## Set task:
Copy the lines verbatim, beginning with the line that contains "of the black" and continuing through the end of the data, and only those lines.

─── Data shown

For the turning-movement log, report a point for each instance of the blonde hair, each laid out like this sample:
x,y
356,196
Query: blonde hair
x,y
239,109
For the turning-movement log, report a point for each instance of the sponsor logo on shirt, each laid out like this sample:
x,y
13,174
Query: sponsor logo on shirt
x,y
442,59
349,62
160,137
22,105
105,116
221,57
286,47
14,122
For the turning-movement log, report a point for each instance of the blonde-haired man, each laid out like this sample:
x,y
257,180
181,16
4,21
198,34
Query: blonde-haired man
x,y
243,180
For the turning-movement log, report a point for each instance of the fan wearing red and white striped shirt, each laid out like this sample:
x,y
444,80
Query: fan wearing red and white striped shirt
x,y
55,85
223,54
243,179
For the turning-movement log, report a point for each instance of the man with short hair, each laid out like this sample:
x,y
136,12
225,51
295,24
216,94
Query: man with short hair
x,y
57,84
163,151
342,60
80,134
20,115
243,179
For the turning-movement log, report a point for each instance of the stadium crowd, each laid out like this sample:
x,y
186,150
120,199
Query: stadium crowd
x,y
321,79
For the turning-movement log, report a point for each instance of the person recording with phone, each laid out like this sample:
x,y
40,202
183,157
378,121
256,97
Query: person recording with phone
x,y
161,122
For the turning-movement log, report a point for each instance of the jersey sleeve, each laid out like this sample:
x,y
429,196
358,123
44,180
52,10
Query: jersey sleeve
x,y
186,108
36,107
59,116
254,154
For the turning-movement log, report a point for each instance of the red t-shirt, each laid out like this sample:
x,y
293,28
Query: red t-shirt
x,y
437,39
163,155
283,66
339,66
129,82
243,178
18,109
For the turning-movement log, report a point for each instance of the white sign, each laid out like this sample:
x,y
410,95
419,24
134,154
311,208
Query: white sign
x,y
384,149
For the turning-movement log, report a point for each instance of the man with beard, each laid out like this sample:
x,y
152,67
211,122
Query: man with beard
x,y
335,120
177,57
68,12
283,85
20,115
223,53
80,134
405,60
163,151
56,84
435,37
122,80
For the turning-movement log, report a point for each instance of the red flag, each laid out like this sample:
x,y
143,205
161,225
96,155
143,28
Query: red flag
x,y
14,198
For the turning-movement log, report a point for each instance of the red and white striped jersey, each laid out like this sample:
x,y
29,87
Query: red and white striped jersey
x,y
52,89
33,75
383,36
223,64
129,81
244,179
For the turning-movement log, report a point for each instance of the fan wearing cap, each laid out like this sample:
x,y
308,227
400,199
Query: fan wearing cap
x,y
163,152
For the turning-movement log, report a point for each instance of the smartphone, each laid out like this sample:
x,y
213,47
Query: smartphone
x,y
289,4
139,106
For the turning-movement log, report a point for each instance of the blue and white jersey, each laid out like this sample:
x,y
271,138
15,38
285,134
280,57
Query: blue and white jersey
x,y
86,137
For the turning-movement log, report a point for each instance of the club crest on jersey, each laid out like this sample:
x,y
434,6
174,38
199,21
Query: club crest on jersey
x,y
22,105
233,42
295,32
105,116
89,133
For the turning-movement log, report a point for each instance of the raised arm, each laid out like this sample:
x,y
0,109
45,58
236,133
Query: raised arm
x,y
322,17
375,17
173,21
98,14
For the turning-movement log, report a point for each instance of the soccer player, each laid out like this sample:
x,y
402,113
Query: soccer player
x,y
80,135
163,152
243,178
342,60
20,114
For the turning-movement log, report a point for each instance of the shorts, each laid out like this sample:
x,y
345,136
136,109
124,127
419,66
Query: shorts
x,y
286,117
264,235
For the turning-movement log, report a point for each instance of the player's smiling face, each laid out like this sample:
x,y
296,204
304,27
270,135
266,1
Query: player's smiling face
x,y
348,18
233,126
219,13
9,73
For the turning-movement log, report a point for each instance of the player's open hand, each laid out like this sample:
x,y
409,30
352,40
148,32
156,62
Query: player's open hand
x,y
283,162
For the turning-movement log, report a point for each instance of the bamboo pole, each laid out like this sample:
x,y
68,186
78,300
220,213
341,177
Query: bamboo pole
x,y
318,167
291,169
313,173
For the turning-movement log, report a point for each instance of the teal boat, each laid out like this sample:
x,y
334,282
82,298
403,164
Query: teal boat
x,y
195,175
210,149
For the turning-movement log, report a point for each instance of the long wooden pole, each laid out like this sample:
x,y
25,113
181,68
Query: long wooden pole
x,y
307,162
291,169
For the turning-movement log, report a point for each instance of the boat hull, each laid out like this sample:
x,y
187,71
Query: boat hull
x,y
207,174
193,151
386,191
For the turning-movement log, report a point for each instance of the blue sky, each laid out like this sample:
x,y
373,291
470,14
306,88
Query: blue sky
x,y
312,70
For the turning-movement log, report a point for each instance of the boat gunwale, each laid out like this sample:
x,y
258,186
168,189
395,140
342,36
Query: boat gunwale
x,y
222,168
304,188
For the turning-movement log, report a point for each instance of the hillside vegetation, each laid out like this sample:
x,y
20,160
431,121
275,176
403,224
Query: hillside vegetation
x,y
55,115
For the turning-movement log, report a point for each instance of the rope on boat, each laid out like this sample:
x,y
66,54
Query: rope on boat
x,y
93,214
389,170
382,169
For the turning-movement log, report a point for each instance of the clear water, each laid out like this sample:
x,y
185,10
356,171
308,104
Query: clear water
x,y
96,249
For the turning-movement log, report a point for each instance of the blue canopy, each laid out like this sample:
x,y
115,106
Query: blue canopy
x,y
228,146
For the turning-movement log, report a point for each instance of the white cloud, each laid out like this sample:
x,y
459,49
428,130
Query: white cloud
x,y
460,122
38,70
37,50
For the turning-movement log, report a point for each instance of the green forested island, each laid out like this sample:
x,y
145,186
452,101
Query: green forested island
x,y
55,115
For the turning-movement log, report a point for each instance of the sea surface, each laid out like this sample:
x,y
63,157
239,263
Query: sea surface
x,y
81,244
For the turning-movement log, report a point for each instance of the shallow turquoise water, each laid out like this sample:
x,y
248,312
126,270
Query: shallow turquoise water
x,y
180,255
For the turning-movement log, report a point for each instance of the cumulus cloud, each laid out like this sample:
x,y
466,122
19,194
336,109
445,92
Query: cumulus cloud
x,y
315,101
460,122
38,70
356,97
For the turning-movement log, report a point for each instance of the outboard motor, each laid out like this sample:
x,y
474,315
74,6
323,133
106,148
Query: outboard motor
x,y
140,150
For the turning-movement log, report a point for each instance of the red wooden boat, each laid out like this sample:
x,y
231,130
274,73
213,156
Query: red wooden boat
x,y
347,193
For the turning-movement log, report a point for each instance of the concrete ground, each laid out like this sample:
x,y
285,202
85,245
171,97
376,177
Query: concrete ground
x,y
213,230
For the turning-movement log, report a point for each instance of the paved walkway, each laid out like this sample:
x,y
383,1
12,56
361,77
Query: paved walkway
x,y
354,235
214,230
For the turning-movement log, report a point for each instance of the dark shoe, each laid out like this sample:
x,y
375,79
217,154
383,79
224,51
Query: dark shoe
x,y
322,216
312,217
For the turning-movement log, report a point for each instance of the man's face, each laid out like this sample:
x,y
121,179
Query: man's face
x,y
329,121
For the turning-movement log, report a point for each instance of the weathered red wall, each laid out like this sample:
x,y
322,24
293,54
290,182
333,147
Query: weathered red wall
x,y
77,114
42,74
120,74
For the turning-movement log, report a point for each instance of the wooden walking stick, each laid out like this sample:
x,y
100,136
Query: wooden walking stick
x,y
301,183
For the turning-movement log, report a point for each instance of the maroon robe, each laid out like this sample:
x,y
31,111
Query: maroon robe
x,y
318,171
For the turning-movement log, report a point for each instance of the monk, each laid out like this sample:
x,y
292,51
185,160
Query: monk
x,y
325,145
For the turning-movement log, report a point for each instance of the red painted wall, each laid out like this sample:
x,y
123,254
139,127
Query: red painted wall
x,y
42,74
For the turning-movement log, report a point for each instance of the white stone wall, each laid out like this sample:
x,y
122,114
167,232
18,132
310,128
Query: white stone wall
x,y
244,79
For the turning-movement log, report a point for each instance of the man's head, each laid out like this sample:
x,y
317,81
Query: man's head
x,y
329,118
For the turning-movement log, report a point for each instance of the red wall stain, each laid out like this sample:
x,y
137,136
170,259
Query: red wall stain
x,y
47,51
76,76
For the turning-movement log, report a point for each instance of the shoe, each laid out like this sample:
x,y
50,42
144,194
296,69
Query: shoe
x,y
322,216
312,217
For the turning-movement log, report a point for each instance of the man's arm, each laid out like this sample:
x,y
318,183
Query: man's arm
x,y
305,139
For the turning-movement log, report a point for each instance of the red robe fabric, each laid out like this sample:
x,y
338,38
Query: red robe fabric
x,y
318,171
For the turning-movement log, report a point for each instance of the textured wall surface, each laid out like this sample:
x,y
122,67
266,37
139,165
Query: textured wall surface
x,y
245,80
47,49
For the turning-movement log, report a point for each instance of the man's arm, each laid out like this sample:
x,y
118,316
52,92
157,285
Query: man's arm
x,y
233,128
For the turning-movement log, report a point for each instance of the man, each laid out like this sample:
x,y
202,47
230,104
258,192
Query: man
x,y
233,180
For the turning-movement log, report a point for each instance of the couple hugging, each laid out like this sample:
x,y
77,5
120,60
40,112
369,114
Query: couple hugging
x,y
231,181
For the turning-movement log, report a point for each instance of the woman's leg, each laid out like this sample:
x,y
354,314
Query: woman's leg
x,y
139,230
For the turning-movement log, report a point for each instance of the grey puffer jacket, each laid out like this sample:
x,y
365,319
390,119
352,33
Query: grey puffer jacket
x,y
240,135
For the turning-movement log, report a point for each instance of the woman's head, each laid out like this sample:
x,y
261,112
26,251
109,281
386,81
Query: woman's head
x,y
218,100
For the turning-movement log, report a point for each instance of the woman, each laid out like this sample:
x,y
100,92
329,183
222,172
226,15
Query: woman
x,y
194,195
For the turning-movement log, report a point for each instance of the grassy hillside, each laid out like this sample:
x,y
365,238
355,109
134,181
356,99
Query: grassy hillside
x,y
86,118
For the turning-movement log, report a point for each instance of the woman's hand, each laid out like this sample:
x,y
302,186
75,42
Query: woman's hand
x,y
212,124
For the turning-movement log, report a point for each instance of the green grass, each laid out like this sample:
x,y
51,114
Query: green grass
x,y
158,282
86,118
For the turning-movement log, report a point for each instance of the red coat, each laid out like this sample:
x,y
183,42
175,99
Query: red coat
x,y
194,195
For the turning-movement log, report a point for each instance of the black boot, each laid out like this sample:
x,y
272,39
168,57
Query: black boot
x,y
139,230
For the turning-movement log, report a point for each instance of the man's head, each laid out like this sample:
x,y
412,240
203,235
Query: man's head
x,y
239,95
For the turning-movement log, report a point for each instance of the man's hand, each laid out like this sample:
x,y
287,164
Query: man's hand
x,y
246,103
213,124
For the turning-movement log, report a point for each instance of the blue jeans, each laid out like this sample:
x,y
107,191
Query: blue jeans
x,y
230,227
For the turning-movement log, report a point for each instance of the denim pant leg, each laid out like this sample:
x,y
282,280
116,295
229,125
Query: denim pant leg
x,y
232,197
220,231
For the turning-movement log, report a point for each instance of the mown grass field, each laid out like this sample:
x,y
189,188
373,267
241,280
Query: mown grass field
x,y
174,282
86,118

──────

## Response to the exercise:
For the turning-movement log, report a point for each instance of the black boot, each laid out like this sample:
x,y
272,39
168,57
Query: black boot
x,y
139,230
For the turning-movement log, report a point for each instance of the man's head, each laid out like this sample:
x,y
412,240
203,235
Query: man's head
x,y
239,95
For the turning-movement log, report a point for each instance of the man's hand, each laid out like this sample:
x,y
287,164
Query: man's hand
x,y
246,103
213,124
For the turning-movement log, report a point for each instance of the blue jeans, each laid out like this sample:
x,y
107,191
Query: blue jeans
x,y
230,227
For the turning-movement log, report a point for each instance of the denim pant leg, each laid out like this sample:
x,y
282,280
116,295
229,125
Query: denim pant leg
x,y
232,197
220,231
For the turning-movement log, report a point for each instance of the mown grass field, each laid out like this sample:
x,y
189,188
373,267
241,280
Query: mown grass field
x,y
174,282
86,118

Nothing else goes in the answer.